Rusya-Ukrayna savaşı ve nükleer silah tartışmaları konulu metinde, "Putin, Rusya –" ifadesini içeren sözcüklerle açılıp "silahların konuşlandırılacağını duyurdu." ile kapanan kısmı harfi harfine tekrar yazınız.

Seçilmiş Bölüm ->
* * * *

Rusya ile Ukrayna arasındaki savaş tüm hızıyla sürerken, Batı ile Rusya arasında savaşın ilk haftalarından bu yana nükleer silah ekseninde restleşmeler yaşanıyor. Ukrayna topraklarındaki çatışmaların şiddeti yükseldikçe de nükleer silahların kullanılma ihtimali daha çok dile getiriliyor.
Nükleer silah kullanımının 2. Dünya Savaşından bu yana sadece belirli bir bölgeyi değil, tüm dünya için savaş nedeni sayılabileceği anlamına geliyor. Nükleer Savaş ihtimalini sürekli gündemde tutan Rusya Devlet Başkanı Vladimir Putin, yaptığı konuşmalarda Batı ülkelerini bu yönde uyarmaya devam ediyor. Ona göre Ukrayna’ya Batı ülkelerinin asker göndermesi, savaşı başka boyutlara taşıyacak.
Putin, Rusya – Ukrayna savaşının ikinci ayında, Yeni Stratejik Silahların Azaltılması Anlaşması’nı (New START) “askıya alma” kararını verdi. Aynı yılın Mart ayında Belarus’ta taktik nükleer silahların konuşlandırılacağını duyurdu.

* * * *

Derlenen Veriler ->

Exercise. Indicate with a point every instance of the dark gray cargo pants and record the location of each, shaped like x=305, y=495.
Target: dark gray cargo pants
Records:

* * * *

Çözümlü Yanıt ->
Putin, Rusya – Ukrayna savaşının ikinci ayında, Yeni Stratejik Silahların Azaltılması Anlaşması’nı (New START) “askıya alma” kararını verdi. Aynı yılın Mart ayında Belarus’ta taktik nükleer silahların konuşlandırılacağını duyurdu.